課題の目的
精密加工機の温調装置に関する本文について、次の問いに答えてください。
1. 空調装置70は、カバー66の内側と外側のどちらに配設されますか？
2. 工場内の発熱源の例として、本文は何を挙げていますか？
3. 特許文献1は、工作機械を囲むカバーとして何からなるカバーを提案していますか？

本文
説明

精密加工機の温調装置

【課題】精密加工機械およびこれを取り囲むカバー内の温度を全体として安定して一定に保つことができ、環境温度の変動をなくして機械精度の向上に寄与する。
【解決手段】加工機械を収容するカバー66の内部に空気を吹き出す吹出口72とカバー66内部の空気を吸い込む吸込口74とを有する空調装置70をカバー66の外に配設し、ベッド10の鋳抜き空間を通してベッド10を貫通する空気吹出ダクト77a、77bを空調装置70に接続する。

【発明の詳細な説明】
【技術分野】
【0001】
本発明は、例えば、光学フィルム成型用の金型ロールを加工するロール旋盤などの精密加工機において温度環境を一定に保つのに用いられる温調装置に関する。
【背景技術】
【0002】
近年、ロール旋盤による超精密加工が進歩し、液晶パネルに使用されるレンチキュラーレンズ、クロスレンチキュラーレンズ、プリズムシートなどを成形するロール金型の超精密加工が実現されている。
【0003】
この種の超精密加工を行うロール旋盤では、超精密加工を実現するためには、従来のロール旋盤では問題とならなかった様々な問題を解決する必要がある。
【0004】
従来から、加工機の環境温度変化による悪影響を避けるために、様々な対策が講じられている。工場内には、照明、モータなどの様々な発熱源があり、発熱により環境温度が変動すると、ベッドなどの構造物に熱変形が発生し、加工精度に悪影響を与えるからである。
【0005】
この種の環境温度の変動を抑制するために、精密加工機をカバーで取り囲み、カバー内の温度を調整することが行われている。
例えば、特許文献1では、工作機械を囲むカバーとして多孔性熱遮蔽体からなるカバーを提案している。この多孔性遮蔽体を用いて工作機械を取り囲むことによって、工作機械をカバー外の温度変化の影響から遮断させている。
【0006】
他方、加工機械にも、モータ、案内面など多くの発熱部があり、カバーで覆っただけでは温度調整としては不十分となる。そこで、特許文献2では、カバーの内部を加工エリアと、それ以外のエリアに区分し、加工エリアと、それ以外のエリアとで発熱量に応じた送風量で冷却用エアをカバー天井上からカバー内部に吹き出すことを提案している。

提供資料
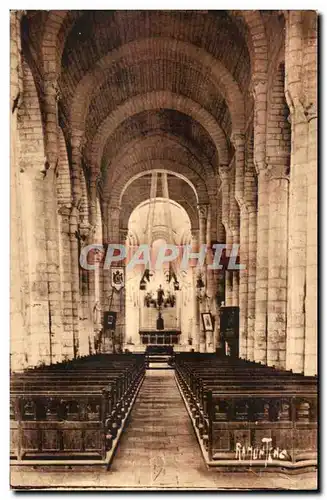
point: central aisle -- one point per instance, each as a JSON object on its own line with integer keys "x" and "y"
{"x": 159, "y": 446}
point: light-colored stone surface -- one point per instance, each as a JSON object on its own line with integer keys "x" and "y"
{"x": 158, "y": 450}
{"x": 226, "y": 102}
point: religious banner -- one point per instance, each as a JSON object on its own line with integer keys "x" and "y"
{"x": 117, "y": 278}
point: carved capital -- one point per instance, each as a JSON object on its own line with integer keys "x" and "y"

想定解答
1. カバー66の外側
2. 照明とモータ
3. 多孔性熱遮蔽体